◆ **PASSAGE SHOWN**
============

One looks at this Gunroom now - the obvious habitation of some twenty and more healthy and vigorous males. In each corner stand piles of rods, hockey-sticks, golf-clubs, cricket gear and walking sticks; nautical textbooks and novels jostle cheek-by-jowl on the shelves. The chairs look the worse for wear; the piano in the corner a sadly battered contrivance - but no matter, no one can play it and only one of the "snotties" can even strum. Round it on guest nights the "young gentlemen" gather and roar themselves hoarse with songs which Gunrooms have sung for centuries. No book contains the words or the music of these songs; in three hundred years only a word here and there has been changed. Generations of "snotties" have learnt them by ear and heart and have sung them in all climes, in all weathers. Senior officers, as guests in the mess on these occasions, revive old memories, for they too have sung these same songs. A useful thing all round is that battered old piano - the centre point of festivities on guest-night and an invaluable receptacle within its lid for all unclaimed rubbish on Sunday morning before the Captain inspects the mess on his "rounds."

 

Captains and Admirals in the Making

 

Here, in this Gunroom, life at sea begins for those who one day will command fleets; here they learn the ropes as their forefathers learnt them. Here they learn the traditions of the trade - and its tricks. Outside in the midshipman's flat at night-time it is the newly joined greenhorn who does not automatically feel the knot at the head and foot of his hammock before he swings his weight into it. Let him be careless of this elementary precaution - and let his fellow-snotties realise this and one or another will "yarn his hammock" for him. To do this, after the hammock has been slung correctly  by a virtuous Royal Marine bandsman, the villain of the piece will slip quietly into the flat and re-sling the foot end - never the head - by tying the hammock rope to the outside of the hook with several turns of cotton. This cotton is strong enough to support the weight of the hammock - but not its occupant. The unwary and careless snotty swings himself into it - down it comes with a crash-and in all probability the disturbance wakes up one of the sub-lieutenants who puts his head out of his cabin door, collects the victim and "remonstrates" with him in a way peculiar to Gunrooms. A good life indeed is the life of a midshipman, whether he is a Mid. R.N. or R.N.R or R.N.V.R: plenty of fun, plenty of horse-play - but plenty of hard work. The Royal Navy is the only Service in the world which takes its young officers at the first rung of their ladder and literally hands them over to the seamen whom one day they will command, to be taught their trade and taught how to command. A queer system-but it works.

============

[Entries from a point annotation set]
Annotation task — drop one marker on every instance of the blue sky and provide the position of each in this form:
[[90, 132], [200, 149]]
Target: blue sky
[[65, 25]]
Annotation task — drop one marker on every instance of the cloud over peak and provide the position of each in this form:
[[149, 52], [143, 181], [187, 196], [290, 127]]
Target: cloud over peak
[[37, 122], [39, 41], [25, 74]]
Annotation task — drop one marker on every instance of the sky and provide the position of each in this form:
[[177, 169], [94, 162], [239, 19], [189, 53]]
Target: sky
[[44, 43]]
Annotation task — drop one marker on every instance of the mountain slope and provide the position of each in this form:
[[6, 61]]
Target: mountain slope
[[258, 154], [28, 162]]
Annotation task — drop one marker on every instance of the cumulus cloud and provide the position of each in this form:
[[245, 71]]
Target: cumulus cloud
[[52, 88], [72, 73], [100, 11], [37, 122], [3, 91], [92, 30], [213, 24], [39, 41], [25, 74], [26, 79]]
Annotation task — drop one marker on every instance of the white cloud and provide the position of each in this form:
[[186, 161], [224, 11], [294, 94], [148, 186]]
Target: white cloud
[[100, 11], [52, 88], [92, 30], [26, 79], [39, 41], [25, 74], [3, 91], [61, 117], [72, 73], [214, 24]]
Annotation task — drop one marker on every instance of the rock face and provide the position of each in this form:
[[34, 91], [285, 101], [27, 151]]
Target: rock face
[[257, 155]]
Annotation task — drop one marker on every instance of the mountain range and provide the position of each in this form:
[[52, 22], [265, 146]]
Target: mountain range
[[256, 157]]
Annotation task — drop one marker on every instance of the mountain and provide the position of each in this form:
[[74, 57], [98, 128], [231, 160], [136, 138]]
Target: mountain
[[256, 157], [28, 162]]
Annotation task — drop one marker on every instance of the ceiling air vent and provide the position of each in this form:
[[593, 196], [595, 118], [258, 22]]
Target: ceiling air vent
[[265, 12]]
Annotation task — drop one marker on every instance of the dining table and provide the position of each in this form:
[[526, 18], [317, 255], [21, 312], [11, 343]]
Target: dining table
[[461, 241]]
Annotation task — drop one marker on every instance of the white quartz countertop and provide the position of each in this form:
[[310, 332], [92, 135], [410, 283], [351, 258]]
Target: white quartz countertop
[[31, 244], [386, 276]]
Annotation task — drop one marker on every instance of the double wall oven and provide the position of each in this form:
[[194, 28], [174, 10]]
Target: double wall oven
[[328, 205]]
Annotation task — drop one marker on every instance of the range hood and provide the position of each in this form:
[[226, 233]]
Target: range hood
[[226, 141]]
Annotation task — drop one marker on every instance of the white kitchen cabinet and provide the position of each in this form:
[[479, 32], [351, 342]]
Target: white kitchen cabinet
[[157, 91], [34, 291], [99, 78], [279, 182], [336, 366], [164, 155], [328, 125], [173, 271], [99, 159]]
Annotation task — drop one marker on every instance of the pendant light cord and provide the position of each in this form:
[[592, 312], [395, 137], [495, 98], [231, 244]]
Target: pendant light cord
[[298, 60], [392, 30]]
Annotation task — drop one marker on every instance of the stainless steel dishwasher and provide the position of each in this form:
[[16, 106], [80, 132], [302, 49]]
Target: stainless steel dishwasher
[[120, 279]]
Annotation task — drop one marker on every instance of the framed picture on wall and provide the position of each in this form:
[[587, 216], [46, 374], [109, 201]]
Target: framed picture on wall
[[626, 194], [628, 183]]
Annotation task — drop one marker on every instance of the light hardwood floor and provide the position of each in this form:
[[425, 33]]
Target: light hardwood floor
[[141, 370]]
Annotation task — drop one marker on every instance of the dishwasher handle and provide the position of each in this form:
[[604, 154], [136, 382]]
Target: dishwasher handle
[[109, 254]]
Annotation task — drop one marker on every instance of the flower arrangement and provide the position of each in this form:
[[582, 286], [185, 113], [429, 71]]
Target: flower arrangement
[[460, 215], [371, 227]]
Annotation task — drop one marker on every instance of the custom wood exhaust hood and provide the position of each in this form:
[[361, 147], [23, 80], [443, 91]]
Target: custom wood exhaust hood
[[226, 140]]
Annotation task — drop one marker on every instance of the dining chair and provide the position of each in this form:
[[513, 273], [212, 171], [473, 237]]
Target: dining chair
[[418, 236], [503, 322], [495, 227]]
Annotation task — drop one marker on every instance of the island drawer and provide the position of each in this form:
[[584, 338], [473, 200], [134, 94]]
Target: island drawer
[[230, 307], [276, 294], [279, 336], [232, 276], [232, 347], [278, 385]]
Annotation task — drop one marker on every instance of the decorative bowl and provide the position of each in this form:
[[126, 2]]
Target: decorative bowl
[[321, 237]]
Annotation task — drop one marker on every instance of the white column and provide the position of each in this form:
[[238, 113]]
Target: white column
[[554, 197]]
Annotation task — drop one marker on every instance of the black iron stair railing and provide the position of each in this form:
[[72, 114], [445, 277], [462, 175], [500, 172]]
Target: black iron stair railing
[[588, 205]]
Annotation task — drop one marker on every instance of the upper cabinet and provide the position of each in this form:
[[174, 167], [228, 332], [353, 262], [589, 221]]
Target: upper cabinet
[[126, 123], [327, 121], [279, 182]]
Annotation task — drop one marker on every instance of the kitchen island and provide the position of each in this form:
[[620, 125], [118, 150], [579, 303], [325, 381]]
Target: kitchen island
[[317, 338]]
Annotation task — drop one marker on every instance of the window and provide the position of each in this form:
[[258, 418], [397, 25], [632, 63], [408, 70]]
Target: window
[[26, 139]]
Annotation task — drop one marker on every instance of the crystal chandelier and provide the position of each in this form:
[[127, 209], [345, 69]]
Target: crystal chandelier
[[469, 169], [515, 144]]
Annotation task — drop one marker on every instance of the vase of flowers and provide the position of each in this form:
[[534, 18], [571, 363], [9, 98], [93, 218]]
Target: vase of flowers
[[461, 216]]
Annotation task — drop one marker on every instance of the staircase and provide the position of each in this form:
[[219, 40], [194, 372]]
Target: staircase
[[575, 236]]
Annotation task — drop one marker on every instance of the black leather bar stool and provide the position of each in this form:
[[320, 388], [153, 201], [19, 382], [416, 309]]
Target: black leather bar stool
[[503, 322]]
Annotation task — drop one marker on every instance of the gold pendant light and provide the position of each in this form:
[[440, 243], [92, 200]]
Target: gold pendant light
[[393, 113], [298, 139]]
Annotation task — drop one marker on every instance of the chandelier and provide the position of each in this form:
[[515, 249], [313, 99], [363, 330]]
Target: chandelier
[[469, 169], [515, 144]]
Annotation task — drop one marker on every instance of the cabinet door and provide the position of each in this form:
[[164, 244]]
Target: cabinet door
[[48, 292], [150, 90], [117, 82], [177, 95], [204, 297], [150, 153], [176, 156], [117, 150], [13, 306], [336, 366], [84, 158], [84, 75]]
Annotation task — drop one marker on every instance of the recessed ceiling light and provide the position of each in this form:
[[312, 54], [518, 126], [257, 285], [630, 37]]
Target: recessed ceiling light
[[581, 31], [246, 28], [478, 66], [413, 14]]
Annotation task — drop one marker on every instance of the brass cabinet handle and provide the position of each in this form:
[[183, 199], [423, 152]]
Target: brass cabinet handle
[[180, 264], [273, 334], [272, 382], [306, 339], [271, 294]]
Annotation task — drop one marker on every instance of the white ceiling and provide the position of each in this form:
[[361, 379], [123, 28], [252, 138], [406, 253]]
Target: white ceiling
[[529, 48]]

============

◆ **JOBS**
- 1) Sum up the passage about the Gunroom in two sentences.
- 2) Identify every line of the rows that contains the string "recessed", where case counts.

◆ **SET OF ANSWERS**
- 1) The Gunroom is a cluttered, well-worn mess where the midshipmen gather around a battered piano on guest nights to sing songs that have been passed down by ear for three hundred years. It is where future commanders of fleets learn naval traditions and tricks, such as "yarning" a careless newcomer's hammock, and where the Royal Navy hands its young officers over to seamen to be taught their trade and how to command.

- 2)
Annotation task — drop one marker on every instance of the recessed ceiling light and provide the position of each in this form:
Target: recessed ceiling light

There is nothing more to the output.